PROBLEM = Can you print every record below word for word, leaving out the pictures?

* Start RECORDS FOR THE TASK *

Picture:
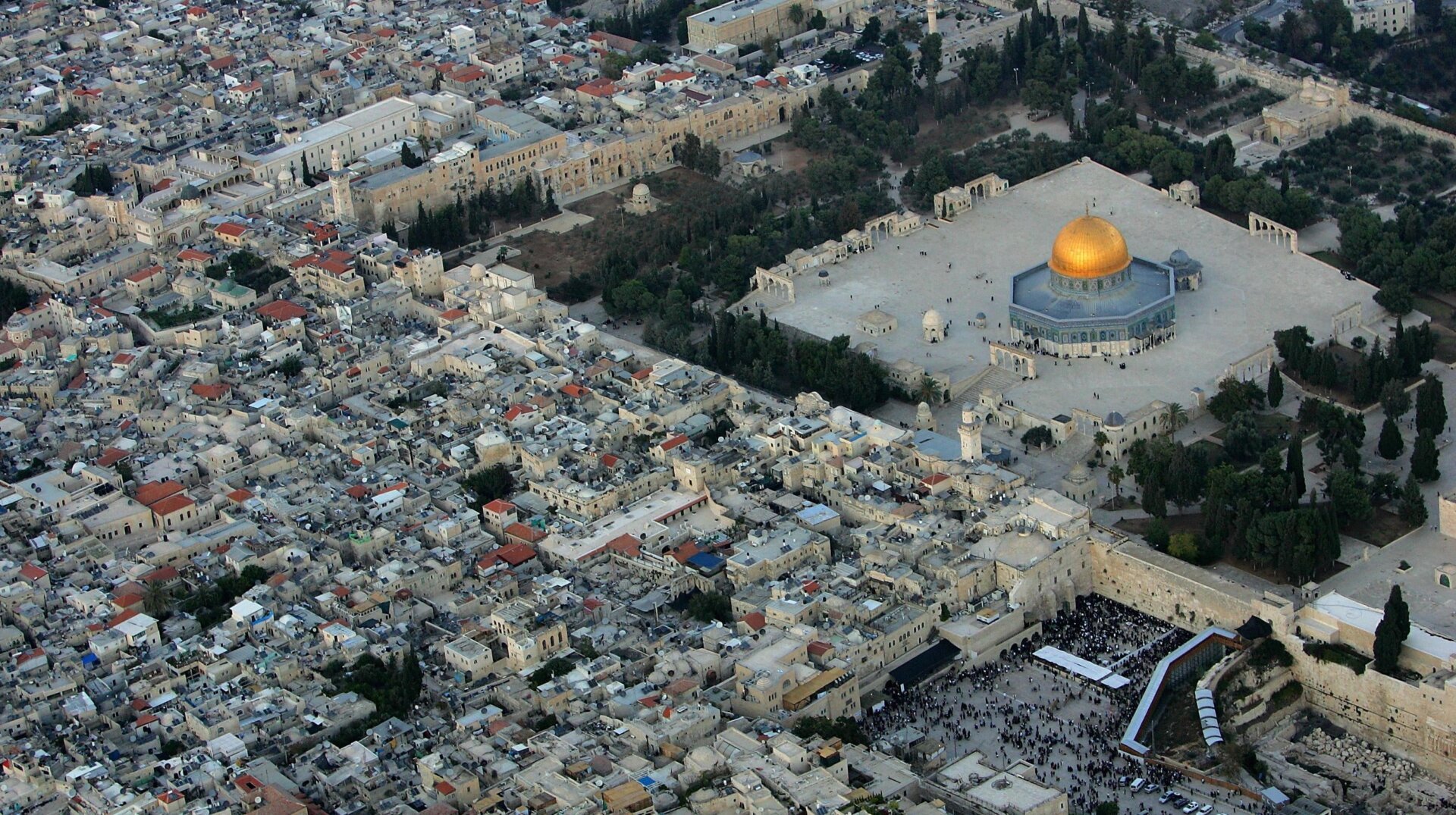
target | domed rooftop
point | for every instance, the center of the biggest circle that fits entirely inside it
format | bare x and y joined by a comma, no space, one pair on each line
1090,248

* End RECORDS FOR THE TASK *

EXERCISE OUTPUT =
Picture:
target | domed rooftop
point | for every instance, the center of the biggest circle that fits entirely inside it
format | bare x and y joined by a comma, no space, one pair on each line
1090,248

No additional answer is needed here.